**READING PASSAGE**
--- START ---
Mining managers routinely must make critical operations decisions—while meeting day-to-day obligations such as safety and production targets. Such decisions typically involve complex trade-offs (such as between operating cost versus yield in processing plants). Yet many managers make sub-optimal decisions, relying on simple spreadsheets or rules of thumb. Taking advantage of machine learning can help them avoid this pitfall. But first, they must familiarise themselves with the technology.
Machine learning: A quick primer
Machine learning, a subfield of artificial intelligence, comprises algorithms that aim to understand relationships in complex data sets, and that use that understanding to make predictions. These predictions can be simple, such as what temperature an equipment component will reach under certain conditions, or complex - for instance, whether and when a crusher will fail.
The algorithms ‘learn' by discovering the relationships in the data, without a person having to program specific rules, relationships or equations. Through such learning, an algorithm can detect complex patterns emerging from thousands of variables, even in complex operating environments such as mines.
In fact, machine learning today routinely tackles problems that were impossible to solve as recently as five years ago, owing to the wealth of data available and the rise of cheap sensors and smart devices. New analytical tools, algorithms and data transmission technologies let managers analyse data they previously could not. Cheap and easy storage, along with massive increases in computing power (including scalable cloud computing), have made data analysis more affordable than ever. Forward-thinking miners are taking advantage of these developments to explore the benefits of machine learning for their operations.
Machine learning in action in mining
Machine learning can help miners uncover valuable insights, drawing on the real-time, high-volume and unstructured data typically seen in mining. Here are five proven examples, below, that miners could consider to get started.
Blasting
How do you measure the impact of a high-energy explosive at a mine site when every blast varies, and you can't repeat a blast? One mining company called in a team of data scientists to answer this question. The scientists applied machine learning techniques to understand the relationship between drill hole patterns, blast design, explosive type, geology and observed rock-fragmentation from roughly 80 blast events over 6 months. Once their analytics model had learned the interrelationships among the data, it could make reliable predictions for what fragmentation would have happened if a different explosive type had been used. The mining company could then use this information to select the right explosives to minimise cost for the desired rock-fragmentation outcome.
Haulage
When it comes to haulage, driver behaviour powerfully influences fuel consumption in opencut mines. With this in mind, a Congolese copper mine—with multiple pits and stockpiles, a complex road network, and a largely unskilled workforce—set out to quantify the impact of poor operator behaviour on fuel consumption. It brought in data scientists who used low-cost spatial trackers and drones to capture real-time information about trucks' location, time, speed and vibrations. The scientists then used specialised software and a statistical toolbox that leveraged neural network techniques to analyse truck dispatching and track vehicle movements. The result was direct feedback that showed operators how they were driving their trucks. Armed with this knowledge, they were able to limit peak speeds, reduce short stops and restarts, and avoid abrupt braking and strong accelerations. In just eight weeks, fuel consumption dropped by 7%.
Maintenance
Mining equipment often exhibits a signature ‘fingerprint' (pressure or temperature spikes, electrical signals, oil leaks, noise, vibrations) before it breaks down. With low-cost sensors, more data than ever is available on equipment status—but this can lead to information overload for engineers and managers.
--- END ---
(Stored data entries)
--- START ---
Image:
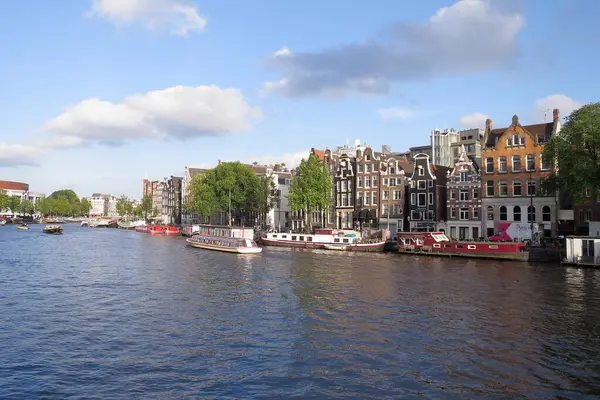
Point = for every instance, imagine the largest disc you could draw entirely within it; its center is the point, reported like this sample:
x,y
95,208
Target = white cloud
x,y
12,155
475,120
396,112
565,105
179,112
178,16
469,36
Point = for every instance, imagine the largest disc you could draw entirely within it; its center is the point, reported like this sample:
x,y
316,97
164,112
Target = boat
x,y
437,243
53,229
171,230
151,229
225,244
131,224
322,237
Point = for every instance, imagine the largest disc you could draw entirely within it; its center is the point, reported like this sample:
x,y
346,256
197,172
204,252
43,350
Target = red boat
x,y
151,229
437,243
171,230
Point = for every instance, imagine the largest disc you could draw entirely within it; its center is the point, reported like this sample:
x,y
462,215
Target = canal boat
x,y
226,244
437,243
324,237
53,229
151,229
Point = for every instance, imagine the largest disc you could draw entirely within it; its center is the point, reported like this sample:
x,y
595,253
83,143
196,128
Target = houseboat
x,y
324,239
438,244
151,229
226,244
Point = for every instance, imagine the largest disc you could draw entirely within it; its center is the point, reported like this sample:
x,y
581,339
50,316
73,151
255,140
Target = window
x,y
530,162
502,165
516,163
546,214
489,188
503,185
489,165
530,214
517,188
503,213
544,164
531,188
517,214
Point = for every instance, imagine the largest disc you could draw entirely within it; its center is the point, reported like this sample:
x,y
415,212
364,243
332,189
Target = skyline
x,y
101,93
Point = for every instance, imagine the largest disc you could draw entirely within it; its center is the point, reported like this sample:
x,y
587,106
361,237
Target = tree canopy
x,y
575,152
311,187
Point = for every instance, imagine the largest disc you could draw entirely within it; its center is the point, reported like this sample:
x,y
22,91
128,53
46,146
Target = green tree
x,y
311,188
575,153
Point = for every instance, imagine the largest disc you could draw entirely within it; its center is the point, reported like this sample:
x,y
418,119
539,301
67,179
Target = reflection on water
x,y
119,314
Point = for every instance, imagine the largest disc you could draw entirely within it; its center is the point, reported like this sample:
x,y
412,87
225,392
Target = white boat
x,y
226,244
324,237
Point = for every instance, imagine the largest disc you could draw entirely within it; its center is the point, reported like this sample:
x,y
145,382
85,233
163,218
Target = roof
x,y
9,185
542,131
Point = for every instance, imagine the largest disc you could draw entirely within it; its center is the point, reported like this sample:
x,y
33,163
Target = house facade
x,y
464,198
513,169
427,195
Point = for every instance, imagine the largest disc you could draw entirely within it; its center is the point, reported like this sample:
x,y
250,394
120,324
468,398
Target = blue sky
x,y
98,93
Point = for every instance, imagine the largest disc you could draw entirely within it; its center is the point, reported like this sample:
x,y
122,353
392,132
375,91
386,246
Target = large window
--- END ---
**WORK TO COMPLETE**
a - In the machine learning in mining article, by how much did fuel consumption fall at the Congolese copper mine, and over what period?
b - Write the next part of the machine learning in mining article, picking up after its final sentence about information overload for engineers and managers.

**SET OF ANSWERS**
a - Fuel consumption dropped by 7% in eight weeks.

b -
Algorithms can learn to identify the unique (and often complex) signatures of a failure by modelling the relationship between observed failures and data on factors influencing equipment status, such as operator behaviour, historical maintenance and weather. In some cases, the algorithms can detect impending failures days in advance. Such analysis can help miners efficiently schedule maintenance. The result? Increased equipment uptime, and a higher proportion of (lower-cost and safer) planned maintenance.
Processing
At a mid-sized copper smelter struggling with thin margins, engineers had tried for years to optimise yield, using their knowledge of chemistry and physics. But the complex data relationships and multiple, ever-changing variables stymied them. The company brought in data scientists to build an artificial neural network that analysed years' worth of data. The model showed that declining yields stemmed from the chemical recipe, not temperature as suspected. The smelter implemented a new set of operating rules that required no capital expenditure—and achieved a 2% yield improvement.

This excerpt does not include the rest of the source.